= EXTRAIT DU DOCUMENT =
-------------------------
L'article 2 a pour objectif de faciliter la réalisation d'essais cliniques incluant des populations pédiatriques. Toutefois, la rédaction proposée par le Gouvernement et retenue par l'Assemblée nationale ne change en réalité pas l'état du droit en vigueur. Il est aujourd'hui possible de réaliser des essais cliniques pédiatriques à la seule et unique condition que ces essais ne puissent être réalisés sur des adultes avec une efficacité comparable. En remplaçant « ne peuvent que si » par « peuvent seulement si », le droit ne change pas, mais on peut tout de même relever une volonté d'affichage.

L'article 2 bis propose de porter de cinq à huit ans la durée des appels à projets de l'INCa, ce qui s'inscrit parfaitement dans la logique d'une stratégie de lutte contre le cancer de plus long terme.

L'article 3 est une des clés de cette proposition de loi pour un meilleur accompagnement social de l'entourage familial des patients. Il permet de mieux tenir compte de la durée prévisible du traitement et de ses conséquences dans l'accès des parents au congé de présence parentale et à l'allocation journalière de présence parentale. Le dispositif est complet et solide, en permettant de tenir compte de la durée prévisible du traitement dans la périodicité du renouvellement du certificat médical ; de renouveler le droit à l'allocation journalière en cas de rechute ou récidive ou lorsque les séquelles de l'enfant sont telles qu'elles réclament une présence soutenue ; de prendre en compte en totalité la durée du congé dans le calcul des droits tirés de l'ancienneté dans l'entreprise ; de systématiser l'information des familles sur leurs conditions d'accès à l'allocation d'éducation de l'enfant handicapé (AEEH) et à son complément.
-------------------------
(Entrées de données)
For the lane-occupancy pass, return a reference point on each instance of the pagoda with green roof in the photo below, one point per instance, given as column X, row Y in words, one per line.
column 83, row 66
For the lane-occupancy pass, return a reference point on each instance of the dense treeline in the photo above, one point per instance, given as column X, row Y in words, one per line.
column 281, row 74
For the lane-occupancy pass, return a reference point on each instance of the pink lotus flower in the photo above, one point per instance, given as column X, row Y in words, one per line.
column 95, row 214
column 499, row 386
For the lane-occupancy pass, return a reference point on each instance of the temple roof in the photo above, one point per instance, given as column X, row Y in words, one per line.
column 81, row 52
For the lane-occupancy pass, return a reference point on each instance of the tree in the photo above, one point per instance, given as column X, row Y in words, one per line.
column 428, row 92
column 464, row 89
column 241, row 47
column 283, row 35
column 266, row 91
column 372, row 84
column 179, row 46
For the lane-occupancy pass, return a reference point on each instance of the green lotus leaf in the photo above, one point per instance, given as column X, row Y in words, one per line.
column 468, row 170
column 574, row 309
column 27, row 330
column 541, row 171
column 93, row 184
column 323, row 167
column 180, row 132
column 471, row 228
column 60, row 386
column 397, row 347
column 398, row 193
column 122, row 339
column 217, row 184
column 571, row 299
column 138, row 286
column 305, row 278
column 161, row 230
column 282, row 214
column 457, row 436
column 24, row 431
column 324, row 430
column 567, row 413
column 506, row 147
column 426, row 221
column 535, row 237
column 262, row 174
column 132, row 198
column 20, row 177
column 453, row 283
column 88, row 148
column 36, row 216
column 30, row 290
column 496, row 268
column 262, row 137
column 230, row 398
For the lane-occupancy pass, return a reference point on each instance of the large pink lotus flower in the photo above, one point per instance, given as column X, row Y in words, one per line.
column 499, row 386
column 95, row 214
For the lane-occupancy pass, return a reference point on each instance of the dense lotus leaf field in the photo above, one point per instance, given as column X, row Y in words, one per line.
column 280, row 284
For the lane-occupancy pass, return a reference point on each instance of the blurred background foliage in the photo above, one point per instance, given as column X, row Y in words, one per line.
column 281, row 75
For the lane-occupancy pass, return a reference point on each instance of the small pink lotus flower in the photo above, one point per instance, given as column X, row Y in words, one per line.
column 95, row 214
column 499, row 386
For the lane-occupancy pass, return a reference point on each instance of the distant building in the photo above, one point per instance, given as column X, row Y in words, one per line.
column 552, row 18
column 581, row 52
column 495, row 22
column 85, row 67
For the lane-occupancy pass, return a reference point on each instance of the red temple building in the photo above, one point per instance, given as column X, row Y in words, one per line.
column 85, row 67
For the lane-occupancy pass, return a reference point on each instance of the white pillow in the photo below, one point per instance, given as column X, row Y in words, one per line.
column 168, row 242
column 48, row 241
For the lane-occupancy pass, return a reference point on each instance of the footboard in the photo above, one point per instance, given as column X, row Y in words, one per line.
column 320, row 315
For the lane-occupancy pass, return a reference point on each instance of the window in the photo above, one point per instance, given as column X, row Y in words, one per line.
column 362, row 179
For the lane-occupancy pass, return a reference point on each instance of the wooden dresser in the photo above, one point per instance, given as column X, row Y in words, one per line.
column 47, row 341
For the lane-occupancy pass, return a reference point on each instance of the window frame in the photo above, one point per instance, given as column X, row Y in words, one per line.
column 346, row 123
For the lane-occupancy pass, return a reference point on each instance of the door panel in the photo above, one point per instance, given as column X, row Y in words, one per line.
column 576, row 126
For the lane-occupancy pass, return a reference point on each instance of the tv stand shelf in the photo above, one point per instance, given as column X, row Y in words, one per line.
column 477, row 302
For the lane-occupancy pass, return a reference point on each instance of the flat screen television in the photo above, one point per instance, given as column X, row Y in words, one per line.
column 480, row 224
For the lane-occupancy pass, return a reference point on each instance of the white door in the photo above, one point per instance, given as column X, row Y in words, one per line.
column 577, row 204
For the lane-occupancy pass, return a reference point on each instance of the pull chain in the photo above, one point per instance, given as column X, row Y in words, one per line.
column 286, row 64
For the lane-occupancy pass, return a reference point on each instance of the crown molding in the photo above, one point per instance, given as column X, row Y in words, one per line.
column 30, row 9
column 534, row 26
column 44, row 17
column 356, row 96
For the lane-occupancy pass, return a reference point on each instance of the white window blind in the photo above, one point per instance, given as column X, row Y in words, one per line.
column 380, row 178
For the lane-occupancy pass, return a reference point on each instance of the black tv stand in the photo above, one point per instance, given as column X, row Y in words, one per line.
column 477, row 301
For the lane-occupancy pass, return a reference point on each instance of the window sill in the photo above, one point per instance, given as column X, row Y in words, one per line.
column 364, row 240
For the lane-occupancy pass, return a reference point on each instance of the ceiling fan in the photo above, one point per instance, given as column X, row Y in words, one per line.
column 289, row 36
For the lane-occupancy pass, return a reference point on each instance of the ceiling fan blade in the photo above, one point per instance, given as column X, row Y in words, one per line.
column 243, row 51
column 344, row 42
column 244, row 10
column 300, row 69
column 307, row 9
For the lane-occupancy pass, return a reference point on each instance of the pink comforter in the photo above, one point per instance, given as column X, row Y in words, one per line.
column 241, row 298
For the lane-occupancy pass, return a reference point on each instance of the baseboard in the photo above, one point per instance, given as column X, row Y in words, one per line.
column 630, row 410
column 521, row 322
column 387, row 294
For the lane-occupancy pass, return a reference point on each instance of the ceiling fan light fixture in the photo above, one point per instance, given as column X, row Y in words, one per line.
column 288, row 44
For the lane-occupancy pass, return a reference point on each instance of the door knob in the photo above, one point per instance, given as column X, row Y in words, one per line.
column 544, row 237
-------------------------
= CONSIGNE À SUIVRE =
Répondez à ces questions sur l'extrait consacré à la proposition de loi :
1. À l'article 2, par quelle formule remplace-t-on « ne peuvent que si » ?
2. De combien à combien d'années l'article 2 bis veut-il porter la durée des appels à projets de l'INCa ?
3. Sur leurs conditions d'accès à quelle allocation l'article 3 prévoit-il de systématiser l'information des familles ?

= RÉSULTAT ATTENDU =
1. Par « peuvent seulement si ».
2. De cinq à huit ans.
3. À l'allocation d'éducation de l'enfant handicapé (AEEH) et à son complément.